> _Work order 1_
What label does the article give to the desi variant of black holes?
> _Work order 2_
Retype the article word for word from "A black hole" to "be seen thereafter.".
------ Exercise text
A side-effect of the coronavirus in India has the international astrophysicist community all abuzz with excitement at the unique opportunity it has provided to study at close quarters a profound cosmic enigma, namely the phenomena known as black holes.
A black hole is created when a super star explodes leaving behind a compressed ‘singularity’ of infinite mass with a gravitational force so powerful that it sucks in everything that comes anywhere near it, including light itself.
That’s always been the trouble with black holes. You could study them from afar – which is what scientists did – but you daren’t come too close to them because, if you did, you’d disappear inside them and never come out again, like the veterinary dentist who put his head in the lion’s mouth to check the beast’s teeth for cavities and no hair nor hide of him was to be seen thereafter.
When the second wave of the coronavirus struck India a whole lot of things mysteriously began to disappear all of a sudden.
Of course in India things – Alphonso mangoes in season, Bengal’s famous hilsa maach, tickets for the latest Bollywood blockbuster – long had a way of disappearing from the open market.
However, such vanishing acts were minor in nature and of temporary duration, as in the case of the Alphonso aams which would reappear in relocated avatar in the oil-rich sheikhdoms of West Asia.
But when the second wave of the pandemic hit India, the disappearances assumed epic proportions: millions of doses of vaccines produced within the country gone without any clue or trace of their whereabouts or whenabouts, the same with supplies of oxygen, and ventilators, and anti-virus drugs.
These strange goings-on gave rise to much speculation. Were they the result of some jaddugiri, some sorcery, which – Chhoo mantar! – could make solid objects dematerialise into nothingness? Had the Bermuda Triangle, known to gobble up aircraft, emigrated to India?
Pooh-poohing such superstitions, science solved the riddle. The disappearance of all the missing stuff proved the existence of localised black holes.
More specifically, it proved the existence of a desi variant of black holes, to be labelled BM SHRI 420. Or, Black Market Shri Charsoh bees.
This article is intended to bring a smile to your face. Any connection to events and characters in real life is coincidental.
------------
------ Dataset section
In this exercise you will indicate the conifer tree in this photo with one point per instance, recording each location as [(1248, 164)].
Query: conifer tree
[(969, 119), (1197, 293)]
------------
> _Reply 1_
BM SHRI 420, or Black Market Shri Charsoh bees.

> _Reply 2_
A black hole is created when a super star explodes leaving behind a compressed ‘singularity’ of infinite mass with a gravitational force so powerful that it sucks in everything that comes anywhere near it, including light itself.
That’s always been the trouble with black holes. You could study them from afar – which is what scientists did – but you daren’t come too close to them because, if you did, you’d disappear inside them and never come out again, like the veterinary dentist who put his head in the lion’s mouth to check the beast’s teeth for cavities and no hair nor hide of him was to be seen thereafter.